Problem to work on: From the rows below, extract each line that contains the string "ripe".

Supplied records:

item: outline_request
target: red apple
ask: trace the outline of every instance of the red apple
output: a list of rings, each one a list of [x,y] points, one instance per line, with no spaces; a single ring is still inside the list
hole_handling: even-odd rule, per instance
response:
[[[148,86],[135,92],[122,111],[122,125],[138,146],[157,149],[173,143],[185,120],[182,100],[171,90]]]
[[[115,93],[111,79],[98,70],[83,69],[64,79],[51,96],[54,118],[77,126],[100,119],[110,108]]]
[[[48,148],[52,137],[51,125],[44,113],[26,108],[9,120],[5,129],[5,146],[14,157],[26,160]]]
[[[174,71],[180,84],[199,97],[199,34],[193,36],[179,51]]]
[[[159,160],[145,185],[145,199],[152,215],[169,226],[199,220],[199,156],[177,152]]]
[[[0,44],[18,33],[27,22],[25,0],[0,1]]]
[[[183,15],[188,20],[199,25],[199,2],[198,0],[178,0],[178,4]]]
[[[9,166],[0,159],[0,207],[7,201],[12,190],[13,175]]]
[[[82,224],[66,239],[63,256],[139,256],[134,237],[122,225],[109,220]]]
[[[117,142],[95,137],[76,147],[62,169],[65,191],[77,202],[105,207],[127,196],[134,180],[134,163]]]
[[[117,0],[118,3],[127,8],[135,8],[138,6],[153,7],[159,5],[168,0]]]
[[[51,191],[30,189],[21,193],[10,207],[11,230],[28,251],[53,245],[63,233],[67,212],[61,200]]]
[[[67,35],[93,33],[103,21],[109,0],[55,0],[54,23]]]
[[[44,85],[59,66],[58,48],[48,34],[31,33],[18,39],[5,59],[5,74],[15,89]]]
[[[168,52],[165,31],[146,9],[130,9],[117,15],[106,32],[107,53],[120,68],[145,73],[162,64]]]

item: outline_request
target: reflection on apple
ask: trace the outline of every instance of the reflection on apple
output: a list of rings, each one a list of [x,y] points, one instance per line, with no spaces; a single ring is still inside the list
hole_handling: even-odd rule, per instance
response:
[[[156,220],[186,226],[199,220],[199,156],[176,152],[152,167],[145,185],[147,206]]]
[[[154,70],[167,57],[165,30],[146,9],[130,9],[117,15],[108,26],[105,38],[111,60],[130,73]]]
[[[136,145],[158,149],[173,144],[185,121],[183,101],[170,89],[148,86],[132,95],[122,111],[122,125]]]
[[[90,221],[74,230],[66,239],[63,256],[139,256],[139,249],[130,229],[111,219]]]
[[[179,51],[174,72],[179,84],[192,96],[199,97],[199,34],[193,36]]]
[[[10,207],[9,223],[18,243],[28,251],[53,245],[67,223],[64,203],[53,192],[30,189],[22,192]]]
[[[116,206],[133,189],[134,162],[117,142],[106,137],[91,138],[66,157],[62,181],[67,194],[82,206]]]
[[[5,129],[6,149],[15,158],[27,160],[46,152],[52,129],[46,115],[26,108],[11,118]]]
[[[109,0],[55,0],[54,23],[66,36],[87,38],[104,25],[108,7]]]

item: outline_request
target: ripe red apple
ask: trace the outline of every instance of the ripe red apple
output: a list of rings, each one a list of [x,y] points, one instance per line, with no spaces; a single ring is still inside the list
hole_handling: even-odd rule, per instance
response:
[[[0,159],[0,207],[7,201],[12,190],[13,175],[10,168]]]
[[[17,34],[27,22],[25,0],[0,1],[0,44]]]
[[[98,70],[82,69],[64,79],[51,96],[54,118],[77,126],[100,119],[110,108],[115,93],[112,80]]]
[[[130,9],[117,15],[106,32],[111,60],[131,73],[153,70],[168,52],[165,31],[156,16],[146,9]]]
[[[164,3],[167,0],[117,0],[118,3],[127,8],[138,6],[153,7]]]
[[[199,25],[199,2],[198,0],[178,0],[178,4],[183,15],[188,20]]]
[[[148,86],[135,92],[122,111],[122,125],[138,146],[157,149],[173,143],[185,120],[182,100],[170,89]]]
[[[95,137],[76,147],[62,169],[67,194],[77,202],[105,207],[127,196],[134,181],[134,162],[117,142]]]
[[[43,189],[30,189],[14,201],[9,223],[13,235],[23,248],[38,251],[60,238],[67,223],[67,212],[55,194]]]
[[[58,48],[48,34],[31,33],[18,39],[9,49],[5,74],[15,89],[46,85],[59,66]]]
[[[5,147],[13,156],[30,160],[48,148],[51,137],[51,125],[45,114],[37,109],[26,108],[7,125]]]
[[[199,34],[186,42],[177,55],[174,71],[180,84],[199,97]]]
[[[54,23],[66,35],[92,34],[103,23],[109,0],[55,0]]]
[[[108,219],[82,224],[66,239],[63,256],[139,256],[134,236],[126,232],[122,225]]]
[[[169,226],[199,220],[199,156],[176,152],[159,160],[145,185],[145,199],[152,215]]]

Reply to the task:
target: ripe red apple
ask: trace the outline of every instance of the ripe red apple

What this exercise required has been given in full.